* Written instruction: Take the entries below and reproduce them word for word.

* Supplied records:
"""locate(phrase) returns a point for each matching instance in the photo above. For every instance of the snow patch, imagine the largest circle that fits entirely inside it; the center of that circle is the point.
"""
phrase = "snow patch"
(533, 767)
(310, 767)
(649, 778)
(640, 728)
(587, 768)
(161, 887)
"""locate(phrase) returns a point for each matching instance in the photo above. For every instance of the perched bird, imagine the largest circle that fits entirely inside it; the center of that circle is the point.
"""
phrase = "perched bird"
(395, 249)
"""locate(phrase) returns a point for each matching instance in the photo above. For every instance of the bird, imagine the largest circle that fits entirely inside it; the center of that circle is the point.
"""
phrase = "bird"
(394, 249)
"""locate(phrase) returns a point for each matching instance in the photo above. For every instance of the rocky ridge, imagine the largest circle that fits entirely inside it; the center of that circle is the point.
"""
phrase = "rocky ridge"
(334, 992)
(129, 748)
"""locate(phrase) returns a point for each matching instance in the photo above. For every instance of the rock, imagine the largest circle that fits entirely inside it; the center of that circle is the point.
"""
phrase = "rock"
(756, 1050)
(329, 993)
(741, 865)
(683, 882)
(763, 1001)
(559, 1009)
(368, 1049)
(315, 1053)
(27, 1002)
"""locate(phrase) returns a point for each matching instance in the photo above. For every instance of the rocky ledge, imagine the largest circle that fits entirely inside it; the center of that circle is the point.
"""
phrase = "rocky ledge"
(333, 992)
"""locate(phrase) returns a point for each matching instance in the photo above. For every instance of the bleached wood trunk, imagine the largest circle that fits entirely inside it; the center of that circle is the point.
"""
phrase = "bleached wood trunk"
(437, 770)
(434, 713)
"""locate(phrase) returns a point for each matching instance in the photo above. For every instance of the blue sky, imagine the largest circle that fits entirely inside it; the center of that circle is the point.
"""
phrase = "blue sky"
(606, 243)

* The answer:
"""locate(phrase) returns a point for each matching instance in the photo above. For every instance of the snow patch, imagine the largest circle that fits entirely inside it; the center of that circle is the point.
"""
phrase = "snow patch"
(533, 767)
(310, 767)
(649, 778)
(640, 728)
(587, 768)
(161, 887)
"""locate(phrase) returns a point for each matching instance in the photo above. For every instance of the perched bird, imagine the largest circle that fits entirely inside it; the center of that circle is the point.
"""
phrase = "perched bird"
(395, 249)
"""locate(phrase) returns a point for each matching instance in the photo above. For every instance of the bird, imagine the largest circle that fits entirely inside it; the center of that circle is the point.
"""
phrase = "bird"
(394, 249)
"""locate(phrase) returns a point for each matching instance in the photo above. For every instance of the rocky ridge, imagine the largest circle that fits entirely inside it; the center of that circle is the point.
"""
phrase = "rocky ridge"
(334, 992)
(129, 748)
"""locate(phrase) returns a point for each matching instance in the photo above. For every instance of the rock, imagine the largest circle that fits entirely inside it; the center of that circle is the point.
"""
phrase = "rock"
(756, 1050)
(329, 993)
(741, 865)
(683, 882)
(763, 1001)
(559, 1009)
(368, 1049)
(315, 1053)
(27, 1002)
"""locate(phrase) returns a point for each matching instance in the photo above. For every instance of the rocky ledge, imagine the largest circle that fits entirely inside it; the center of that circle is the point.
"""
phrase = "rocky ledge"
(333, 992)
"""locate(phrase) returns a point for each matching instance in the photo above. For every instance of the bleached wood trunk, imagine the largest circle that fits entirely inside it; the center of that circle is the point.
"""
phrase = "bleached wood trunk"
(437, 770)
(434, 713)
"""locate(phrase) returns a point for each matching instance in the photo above. For every instance of the blue sky, imagine the largest circle that fits entirely inside it; the center of that circle is the point.
"""
phrase = "blue sky"
(606, 243)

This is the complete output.